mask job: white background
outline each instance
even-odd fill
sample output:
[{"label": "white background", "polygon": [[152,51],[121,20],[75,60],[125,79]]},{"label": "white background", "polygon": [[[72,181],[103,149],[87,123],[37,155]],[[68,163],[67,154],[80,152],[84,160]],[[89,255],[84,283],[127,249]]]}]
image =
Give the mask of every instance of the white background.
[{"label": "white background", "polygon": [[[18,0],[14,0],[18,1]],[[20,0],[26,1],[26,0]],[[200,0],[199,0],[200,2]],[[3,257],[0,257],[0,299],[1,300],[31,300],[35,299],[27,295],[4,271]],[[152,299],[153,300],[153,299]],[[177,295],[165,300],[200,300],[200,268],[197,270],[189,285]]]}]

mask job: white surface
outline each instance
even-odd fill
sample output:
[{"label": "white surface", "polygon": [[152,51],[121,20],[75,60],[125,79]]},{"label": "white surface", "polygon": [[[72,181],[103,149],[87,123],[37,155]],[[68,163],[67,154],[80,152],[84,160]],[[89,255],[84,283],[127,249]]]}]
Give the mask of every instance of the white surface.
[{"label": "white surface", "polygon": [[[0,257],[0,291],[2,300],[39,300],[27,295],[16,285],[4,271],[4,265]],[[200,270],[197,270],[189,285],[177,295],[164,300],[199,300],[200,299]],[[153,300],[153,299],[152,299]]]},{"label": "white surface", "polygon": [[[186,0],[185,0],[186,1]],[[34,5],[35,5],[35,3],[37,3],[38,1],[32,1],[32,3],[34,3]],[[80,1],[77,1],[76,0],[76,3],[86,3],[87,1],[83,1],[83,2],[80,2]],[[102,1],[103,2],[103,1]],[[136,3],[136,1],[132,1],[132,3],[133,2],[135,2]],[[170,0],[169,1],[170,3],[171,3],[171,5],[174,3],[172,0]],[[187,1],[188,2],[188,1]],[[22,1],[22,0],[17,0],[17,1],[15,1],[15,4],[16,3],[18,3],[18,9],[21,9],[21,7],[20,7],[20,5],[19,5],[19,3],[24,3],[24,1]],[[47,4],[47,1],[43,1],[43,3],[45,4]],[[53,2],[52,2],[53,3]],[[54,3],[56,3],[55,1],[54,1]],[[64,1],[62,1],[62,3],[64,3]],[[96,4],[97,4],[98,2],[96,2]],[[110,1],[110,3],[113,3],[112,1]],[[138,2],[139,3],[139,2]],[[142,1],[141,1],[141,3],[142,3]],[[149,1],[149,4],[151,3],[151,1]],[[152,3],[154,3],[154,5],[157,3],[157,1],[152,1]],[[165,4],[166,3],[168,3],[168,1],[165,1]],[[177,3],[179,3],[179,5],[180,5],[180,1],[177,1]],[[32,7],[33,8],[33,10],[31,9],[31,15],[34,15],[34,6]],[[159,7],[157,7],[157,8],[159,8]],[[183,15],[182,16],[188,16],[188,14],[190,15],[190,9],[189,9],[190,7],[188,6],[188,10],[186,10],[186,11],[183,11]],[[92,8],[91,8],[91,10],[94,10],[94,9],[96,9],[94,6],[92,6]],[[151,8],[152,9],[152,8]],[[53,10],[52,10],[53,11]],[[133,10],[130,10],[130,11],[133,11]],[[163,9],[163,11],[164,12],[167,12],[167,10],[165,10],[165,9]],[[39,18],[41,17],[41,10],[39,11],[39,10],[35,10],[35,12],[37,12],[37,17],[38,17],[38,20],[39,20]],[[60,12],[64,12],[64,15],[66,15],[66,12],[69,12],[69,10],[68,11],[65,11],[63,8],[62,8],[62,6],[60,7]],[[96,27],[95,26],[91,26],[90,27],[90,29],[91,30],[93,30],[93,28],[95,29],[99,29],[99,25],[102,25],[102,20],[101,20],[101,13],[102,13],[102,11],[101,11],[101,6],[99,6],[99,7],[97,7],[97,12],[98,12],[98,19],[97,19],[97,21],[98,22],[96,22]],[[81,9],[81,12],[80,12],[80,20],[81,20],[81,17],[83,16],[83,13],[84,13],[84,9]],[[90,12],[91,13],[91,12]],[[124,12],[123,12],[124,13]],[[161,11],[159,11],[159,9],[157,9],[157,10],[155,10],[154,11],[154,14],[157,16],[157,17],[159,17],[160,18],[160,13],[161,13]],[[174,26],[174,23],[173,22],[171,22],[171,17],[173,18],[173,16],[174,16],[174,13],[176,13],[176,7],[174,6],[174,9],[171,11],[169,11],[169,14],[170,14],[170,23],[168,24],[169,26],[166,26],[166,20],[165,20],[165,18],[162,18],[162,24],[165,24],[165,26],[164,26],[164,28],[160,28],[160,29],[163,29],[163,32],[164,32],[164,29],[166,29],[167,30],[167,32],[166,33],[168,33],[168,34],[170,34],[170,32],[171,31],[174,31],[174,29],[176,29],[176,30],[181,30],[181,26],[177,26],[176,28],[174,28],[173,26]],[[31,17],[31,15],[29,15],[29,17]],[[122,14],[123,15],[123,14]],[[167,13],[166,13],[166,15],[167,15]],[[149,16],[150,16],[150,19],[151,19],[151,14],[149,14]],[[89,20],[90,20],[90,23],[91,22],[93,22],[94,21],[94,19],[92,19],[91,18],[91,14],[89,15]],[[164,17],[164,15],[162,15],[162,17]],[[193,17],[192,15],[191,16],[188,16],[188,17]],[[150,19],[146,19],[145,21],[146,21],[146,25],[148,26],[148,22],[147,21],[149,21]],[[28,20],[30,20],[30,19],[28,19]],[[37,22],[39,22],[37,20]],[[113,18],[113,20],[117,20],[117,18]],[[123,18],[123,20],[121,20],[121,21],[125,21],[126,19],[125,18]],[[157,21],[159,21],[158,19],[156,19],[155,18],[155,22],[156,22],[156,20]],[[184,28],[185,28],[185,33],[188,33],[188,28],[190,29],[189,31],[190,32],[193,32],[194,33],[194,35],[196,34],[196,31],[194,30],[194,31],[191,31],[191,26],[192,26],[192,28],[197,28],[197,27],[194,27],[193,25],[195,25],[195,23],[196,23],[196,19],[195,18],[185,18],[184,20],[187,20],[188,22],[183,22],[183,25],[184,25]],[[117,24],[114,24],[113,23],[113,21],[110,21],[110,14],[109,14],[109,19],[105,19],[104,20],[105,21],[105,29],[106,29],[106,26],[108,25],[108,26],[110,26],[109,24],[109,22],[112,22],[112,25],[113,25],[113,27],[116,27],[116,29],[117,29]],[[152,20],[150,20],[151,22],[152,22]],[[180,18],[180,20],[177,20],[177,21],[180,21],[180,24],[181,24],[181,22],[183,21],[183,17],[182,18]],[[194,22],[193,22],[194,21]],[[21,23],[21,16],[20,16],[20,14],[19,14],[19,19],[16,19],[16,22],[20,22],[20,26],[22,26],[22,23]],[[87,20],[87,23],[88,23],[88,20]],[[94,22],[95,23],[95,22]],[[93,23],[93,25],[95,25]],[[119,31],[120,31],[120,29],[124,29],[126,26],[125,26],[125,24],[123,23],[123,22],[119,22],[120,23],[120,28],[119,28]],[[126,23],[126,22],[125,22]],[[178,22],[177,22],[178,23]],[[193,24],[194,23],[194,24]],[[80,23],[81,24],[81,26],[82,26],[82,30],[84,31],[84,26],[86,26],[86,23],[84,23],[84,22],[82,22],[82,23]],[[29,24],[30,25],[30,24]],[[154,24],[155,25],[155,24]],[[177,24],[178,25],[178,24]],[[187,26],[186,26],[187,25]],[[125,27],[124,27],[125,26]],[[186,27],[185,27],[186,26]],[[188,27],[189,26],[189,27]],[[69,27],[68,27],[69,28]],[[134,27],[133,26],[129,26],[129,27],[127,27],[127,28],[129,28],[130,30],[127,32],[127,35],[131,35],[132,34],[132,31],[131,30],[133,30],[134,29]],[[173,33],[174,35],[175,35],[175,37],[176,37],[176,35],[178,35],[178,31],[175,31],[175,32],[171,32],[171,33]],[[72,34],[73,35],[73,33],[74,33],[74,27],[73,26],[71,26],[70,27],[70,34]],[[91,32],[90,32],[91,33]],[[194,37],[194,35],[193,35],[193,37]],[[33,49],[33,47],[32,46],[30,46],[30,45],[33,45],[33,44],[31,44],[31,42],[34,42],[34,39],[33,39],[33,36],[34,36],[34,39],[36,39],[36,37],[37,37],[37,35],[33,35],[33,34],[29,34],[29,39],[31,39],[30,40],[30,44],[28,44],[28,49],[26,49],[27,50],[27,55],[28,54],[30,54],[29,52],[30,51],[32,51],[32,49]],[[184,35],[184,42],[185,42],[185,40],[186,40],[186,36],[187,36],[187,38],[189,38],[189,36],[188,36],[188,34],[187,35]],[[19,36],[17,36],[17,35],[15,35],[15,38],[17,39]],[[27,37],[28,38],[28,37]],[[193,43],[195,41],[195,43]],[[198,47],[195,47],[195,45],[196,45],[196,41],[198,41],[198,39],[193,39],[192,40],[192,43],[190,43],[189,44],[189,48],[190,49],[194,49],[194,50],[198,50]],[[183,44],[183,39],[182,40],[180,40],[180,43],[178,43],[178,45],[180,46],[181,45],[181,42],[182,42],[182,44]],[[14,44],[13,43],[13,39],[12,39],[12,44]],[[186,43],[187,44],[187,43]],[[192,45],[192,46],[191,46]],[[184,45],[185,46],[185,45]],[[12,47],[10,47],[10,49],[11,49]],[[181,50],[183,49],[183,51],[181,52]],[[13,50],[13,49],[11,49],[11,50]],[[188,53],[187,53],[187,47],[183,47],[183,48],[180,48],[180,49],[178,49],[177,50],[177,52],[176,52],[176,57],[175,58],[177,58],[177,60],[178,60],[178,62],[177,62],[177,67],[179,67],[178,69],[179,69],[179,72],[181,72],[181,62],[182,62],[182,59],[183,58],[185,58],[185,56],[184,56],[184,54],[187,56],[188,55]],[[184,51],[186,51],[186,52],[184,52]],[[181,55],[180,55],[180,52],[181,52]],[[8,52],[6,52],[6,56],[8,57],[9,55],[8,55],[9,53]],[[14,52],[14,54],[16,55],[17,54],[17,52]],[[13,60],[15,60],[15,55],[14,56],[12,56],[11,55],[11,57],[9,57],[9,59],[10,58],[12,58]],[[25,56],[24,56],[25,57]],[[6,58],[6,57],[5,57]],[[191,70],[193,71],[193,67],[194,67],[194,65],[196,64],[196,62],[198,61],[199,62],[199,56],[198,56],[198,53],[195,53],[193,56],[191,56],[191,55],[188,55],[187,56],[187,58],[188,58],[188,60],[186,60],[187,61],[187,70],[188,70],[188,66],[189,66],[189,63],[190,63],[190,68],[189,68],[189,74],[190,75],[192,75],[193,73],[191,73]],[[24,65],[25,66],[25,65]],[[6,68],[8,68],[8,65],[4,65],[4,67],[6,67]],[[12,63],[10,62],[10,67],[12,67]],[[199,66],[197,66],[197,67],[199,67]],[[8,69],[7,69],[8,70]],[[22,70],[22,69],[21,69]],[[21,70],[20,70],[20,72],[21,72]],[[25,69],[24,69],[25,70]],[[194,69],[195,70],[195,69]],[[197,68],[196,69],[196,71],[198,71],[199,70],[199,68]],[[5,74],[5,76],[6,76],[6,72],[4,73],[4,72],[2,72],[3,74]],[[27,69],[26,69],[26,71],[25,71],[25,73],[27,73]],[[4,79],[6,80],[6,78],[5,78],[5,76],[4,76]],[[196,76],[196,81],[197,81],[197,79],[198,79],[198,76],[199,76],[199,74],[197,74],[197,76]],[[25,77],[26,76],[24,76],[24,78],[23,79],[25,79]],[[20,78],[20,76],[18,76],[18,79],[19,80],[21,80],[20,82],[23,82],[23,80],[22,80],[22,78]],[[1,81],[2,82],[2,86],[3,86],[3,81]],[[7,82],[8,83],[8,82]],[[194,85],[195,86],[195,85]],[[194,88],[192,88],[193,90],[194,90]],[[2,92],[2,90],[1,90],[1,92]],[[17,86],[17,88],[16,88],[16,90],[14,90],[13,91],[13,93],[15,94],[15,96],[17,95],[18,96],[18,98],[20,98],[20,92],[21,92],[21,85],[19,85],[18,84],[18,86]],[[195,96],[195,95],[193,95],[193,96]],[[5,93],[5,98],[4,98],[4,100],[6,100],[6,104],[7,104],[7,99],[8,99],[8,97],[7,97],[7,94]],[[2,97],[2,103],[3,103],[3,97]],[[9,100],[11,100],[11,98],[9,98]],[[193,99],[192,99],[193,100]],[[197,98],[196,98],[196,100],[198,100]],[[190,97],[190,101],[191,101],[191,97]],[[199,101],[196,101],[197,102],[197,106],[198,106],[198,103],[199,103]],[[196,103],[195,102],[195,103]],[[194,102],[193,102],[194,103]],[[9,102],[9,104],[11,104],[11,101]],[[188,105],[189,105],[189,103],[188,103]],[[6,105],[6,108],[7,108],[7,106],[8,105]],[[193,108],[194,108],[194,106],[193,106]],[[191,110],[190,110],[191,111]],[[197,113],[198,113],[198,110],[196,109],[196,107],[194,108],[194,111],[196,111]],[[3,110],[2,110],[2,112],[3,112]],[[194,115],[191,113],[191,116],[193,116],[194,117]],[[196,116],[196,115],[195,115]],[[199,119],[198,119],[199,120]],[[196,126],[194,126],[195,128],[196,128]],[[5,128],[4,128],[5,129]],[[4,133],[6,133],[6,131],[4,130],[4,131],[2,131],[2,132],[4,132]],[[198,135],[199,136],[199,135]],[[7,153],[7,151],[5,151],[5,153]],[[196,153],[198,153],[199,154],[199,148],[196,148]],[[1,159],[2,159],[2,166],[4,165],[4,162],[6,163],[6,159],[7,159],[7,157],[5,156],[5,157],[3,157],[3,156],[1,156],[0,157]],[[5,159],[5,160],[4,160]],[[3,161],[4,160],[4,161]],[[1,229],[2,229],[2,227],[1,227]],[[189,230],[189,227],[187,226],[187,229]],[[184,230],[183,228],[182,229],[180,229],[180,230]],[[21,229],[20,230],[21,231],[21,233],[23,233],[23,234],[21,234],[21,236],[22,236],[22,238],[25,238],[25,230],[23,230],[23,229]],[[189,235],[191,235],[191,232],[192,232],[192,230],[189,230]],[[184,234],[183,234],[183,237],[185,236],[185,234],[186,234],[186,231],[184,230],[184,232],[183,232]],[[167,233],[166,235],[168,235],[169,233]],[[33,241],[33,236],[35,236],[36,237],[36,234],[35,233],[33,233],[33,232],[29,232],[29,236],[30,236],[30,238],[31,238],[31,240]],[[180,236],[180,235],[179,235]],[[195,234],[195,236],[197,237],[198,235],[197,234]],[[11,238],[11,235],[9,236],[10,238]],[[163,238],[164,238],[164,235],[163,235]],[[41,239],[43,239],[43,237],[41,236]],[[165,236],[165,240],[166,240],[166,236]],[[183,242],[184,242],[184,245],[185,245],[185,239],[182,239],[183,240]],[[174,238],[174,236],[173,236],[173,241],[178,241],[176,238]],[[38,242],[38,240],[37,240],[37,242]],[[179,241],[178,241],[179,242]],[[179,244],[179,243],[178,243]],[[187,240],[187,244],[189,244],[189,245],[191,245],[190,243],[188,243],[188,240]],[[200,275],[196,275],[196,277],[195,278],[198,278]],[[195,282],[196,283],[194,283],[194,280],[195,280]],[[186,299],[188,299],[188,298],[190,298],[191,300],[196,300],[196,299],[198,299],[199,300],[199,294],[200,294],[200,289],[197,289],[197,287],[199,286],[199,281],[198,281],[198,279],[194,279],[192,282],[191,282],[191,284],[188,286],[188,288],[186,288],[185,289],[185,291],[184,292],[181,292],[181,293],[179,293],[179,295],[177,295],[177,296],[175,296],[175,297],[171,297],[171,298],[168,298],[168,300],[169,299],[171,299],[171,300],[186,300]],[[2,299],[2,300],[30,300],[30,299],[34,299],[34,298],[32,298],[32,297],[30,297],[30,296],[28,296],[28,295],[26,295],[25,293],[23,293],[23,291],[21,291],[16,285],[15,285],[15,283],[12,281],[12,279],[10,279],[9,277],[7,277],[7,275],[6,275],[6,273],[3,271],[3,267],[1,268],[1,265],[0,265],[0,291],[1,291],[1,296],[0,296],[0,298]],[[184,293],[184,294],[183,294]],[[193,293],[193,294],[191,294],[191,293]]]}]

What the task requires: Can you return everything from the line containing "mask job: white surface" down to the line containing "Give the mask of every instance of the white surface.", both included, reproducing each line without change?

Problem solution:
mask job: white surface
outline each instance
even-odd fill
sample output:
[{"label": "white surface", "polygon": [[152,51],[121,20],[75,60],[125,79]]},{"label": "white surface", "polygon": [[[72,181],[103,149],[87,123],[37,155]],[[68,163],[67,154],[80,152],[84,160]],[[89,255],[84,283],[127,249]]]}]
Give the mask of every instance of the white surface.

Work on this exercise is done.